▶ _SHORT EXERCISE_: Return, word for word, the rows below from the line containing "Target: sofa armrest" through the end of the rows, with both ends included.

#####

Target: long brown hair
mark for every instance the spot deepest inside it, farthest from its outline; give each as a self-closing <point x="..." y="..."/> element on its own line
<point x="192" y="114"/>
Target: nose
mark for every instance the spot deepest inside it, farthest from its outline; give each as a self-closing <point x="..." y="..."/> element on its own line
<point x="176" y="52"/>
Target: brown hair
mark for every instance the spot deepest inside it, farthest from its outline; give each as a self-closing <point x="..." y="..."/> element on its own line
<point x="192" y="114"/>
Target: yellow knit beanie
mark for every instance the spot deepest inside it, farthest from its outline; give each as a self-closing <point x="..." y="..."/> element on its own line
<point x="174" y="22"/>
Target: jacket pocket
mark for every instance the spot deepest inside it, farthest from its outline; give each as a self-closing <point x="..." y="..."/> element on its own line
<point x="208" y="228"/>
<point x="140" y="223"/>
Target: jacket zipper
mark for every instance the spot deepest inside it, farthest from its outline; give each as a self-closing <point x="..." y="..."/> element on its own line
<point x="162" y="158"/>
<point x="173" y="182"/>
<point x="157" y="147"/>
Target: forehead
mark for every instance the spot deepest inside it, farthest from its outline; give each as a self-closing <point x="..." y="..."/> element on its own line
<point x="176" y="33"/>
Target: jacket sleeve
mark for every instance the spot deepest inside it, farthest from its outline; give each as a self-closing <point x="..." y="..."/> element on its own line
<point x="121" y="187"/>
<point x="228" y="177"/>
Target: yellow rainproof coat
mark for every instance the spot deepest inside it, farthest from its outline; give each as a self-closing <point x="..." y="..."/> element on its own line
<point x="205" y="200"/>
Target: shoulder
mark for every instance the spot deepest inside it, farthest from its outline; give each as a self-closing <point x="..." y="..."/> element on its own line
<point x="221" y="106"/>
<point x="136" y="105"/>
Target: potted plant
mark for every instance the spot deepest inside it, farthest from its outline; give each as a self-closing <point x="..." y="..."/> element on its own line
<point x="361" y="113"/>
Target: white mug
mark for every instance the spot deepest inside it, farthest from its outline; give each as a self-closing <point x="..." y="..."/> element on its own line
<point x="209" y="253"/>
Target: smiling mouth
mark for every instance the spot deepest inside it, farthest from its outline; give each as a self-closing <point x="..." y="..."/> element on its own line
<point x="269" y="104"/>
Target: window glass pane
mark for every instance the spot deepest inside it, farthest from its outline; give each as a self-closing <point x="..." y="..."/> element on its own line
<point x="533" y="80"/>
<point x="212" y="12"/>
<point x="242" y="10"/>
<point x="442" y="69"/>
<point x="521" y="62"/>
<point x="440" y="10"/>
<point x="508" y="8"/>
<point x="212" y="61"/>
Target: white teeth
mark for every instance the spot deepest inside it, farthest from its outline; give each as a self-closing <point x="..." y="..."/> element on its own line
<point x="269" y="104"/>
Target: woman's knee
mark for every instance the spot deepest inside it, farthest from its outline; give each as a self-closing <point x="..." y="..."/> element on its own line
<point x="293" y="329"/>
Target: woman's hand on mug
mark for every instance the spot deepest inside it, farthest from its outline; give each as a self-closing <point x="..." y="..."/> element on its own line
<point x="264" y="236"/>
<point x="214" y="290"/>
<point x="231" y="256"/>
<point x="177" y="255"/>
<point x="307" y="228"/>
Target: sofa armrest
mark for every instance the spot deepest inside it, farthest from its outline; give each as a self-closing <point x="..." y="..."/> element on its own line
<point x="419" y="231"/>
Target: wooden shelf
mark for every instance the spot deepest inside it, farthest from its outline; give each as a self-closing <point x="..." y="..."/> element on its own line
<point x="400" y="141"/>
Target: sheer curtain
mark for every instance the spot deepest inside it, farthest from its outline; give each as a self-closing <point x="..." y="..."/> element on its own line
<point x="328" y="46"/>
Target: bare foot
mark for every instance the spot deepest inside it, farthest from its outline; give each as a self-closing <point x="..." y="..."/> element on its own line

#####

▶ _CORRECT ANSWER_:
Target: sofa armrest
mark for every instance the spot deepest inside it, farthest from its outline; give each as a self-closing <point x="..." y="..."/> element on its own line
<point x="419" y="231"/>
Target: wooden shelf
mark for every instance the spot deepest inside it, farthest from its outline; give each as a self-closing <point x="..." y="..."/> element on its own line
<point x="400" y="141"/>
Target: sheer curtain
mark for every instance the spot deepest inside it, farthest from its outline; give each as a self-closing <point x="..." y="..."/> element on its own line
<point x="328" y="46"/>
Target: bare foot
mark for every instance the spot deepest inside it, farthest from its outline; give each as a self-closing <point x="..." y="..."/> element on its own line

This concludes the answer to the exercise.